- [Text provided]
There’s no disputing vitamin C is a vital compound needed for the healthy functioning of our bodies. The list of afflictions and conditions vitamin C is suggested to improve or prevent is ever growing, but not all claims are backed by science.
- Neurodegenerative diseases These include Alzheimer’s disease, multiple sclerosis, Huntington’s disease, and Parkinson’s disease. Authors of a review published in July 2017 in the journal Nutrients looked at the literature on vitamin C and neurodegenerative diseases and found promising results for the treatment of neurological diseases in animal studies, but human studies are both limited and lacking in evidence.
- Various cancers While the National Cancer Institute notes that intravenously administered high-dose vitamin C may improve the quality of life of cancer patients, vitamin C as a cancer treatment isn’t approved by the FDA. A study published in the July 2018 International Journal of Cancer surveyed 182,000 women over 24 years and found that breast cancer risk for those who consumed more than 5.5 servings of fruits and veggies daily was lower by 11 percent. While there is an association between eating lots of fruit and veggies and having a reduced risk of cancer, there’s no direct link to vitamin C as a cancer treatment yet.
- Eye issues like cataracts and macular degeneration The eye has a high metabolic rate, which causes the production of harmful free radicals that damage cells. The prevailing theory is that because vitamin C is such an effective antioxidant — a protector of the body’s molecules — it may play a role in fighting off free radicals that lead to eye disease. But a review in the October 2020 issue of Nutrients found no connection between the incidence of cataracts and vitamin C intake in humans.
- Psychiatric disorders, including depression and anxiety Several smaller scale studies have shown an association between vitamin C and its positive effects on mood and related disorders, such as depression and anxiety. Several studies referenced in a November 2020 review in the Journal of Nutritional Biochemistry revealed lower rates of depression and anxiety among subjects (human and animal) with higher levels of vitamin C. Because vitamin C helps maintain organs like the brain, the study notes there are “biological justifications for a positive effect of vitamin C on mood,” but more research is needed to prove that vitamin C can beat the blues. Given the lack of evidence, it’s still best to consult your healthcare provider about any mental health issues you are experiencing.

- [Entries shown]
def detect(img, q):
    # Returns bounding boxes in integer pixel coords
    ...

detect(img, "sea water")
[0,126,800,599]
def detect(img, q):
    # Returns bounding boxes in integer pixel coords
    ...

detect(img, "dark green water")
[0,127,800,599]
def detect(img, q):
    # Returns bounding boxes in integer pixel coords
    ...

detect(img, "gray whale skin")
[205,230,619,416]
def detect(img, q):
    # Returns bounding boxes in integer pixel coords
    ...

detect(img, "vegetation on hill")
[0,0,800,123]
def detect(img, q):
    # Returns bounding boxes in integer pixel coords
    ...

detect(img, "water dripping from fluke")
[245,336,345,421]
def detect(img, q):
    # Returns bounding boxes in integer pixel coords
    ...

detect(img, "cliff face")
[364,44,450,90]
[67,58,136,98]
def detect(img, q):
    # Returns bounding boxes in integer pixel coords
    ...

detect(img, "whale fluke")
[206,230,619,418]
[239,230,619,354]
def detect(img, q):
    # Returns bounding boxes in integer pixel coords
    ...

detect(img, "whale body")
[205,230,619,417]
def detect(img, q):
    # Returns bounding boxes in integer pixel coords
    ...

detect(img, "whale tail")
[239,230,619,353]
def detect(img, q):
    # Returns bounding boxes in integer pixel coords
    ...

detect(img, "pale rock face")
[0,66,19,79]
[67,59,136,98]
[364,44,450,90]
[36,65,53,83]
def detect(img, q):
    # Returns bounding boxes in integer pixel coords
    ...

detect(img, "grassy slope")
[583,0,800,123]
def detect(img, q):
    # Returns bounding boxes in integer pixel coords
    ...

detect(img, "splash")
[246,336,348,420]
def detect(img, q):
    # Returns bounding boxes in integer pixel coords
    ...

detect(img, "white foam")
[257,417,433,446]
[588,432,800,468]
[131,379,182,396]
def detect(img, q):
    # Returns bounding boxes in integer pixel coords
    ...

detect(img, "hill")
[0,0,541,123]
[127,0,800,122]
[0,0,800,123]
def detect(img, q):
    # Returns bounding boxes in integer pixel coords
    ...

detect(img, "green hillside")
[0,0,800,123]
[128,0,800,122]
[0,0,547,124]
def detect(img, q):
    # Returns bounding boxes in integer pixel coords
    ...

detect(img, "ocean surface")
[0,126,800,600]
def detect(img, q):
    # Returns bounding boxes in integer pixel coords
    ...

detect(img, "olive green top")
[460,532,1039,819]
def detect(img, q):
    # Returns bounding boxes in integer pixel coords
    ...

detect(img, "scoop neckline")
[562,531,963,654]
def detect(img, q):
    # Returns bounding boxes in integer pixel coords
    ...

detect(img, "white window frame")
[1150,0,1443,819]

- [About this exercise]
Copy the passage of the vitamin C text word for word, between "- Psychiatric disorders, including" and "you are experiencing.", inclusive.

- [Answer]
- Psychiatric disorders, including depression and anxiety Several smaller scale studies have shown an association between vitamin C and its positive effects on mood and related disorders, such as depression and anxiety. Several studies referenced in a November 2020 review in the Journal of Nutritional Biochemistry revealed lower rates of depression and anxiety among subjects (human and animal) with higher levels of vitamin C. Because vitamin C helps maintain organs like the brain, the study notes there are “biological justifications for a positive effect of vitamin C on mood,” but more research is needed to prove that vitamin C can beat the blues. Given the lack of evidence, it’s still best to consult your healthcare provider about any mental health issues you are experiencing.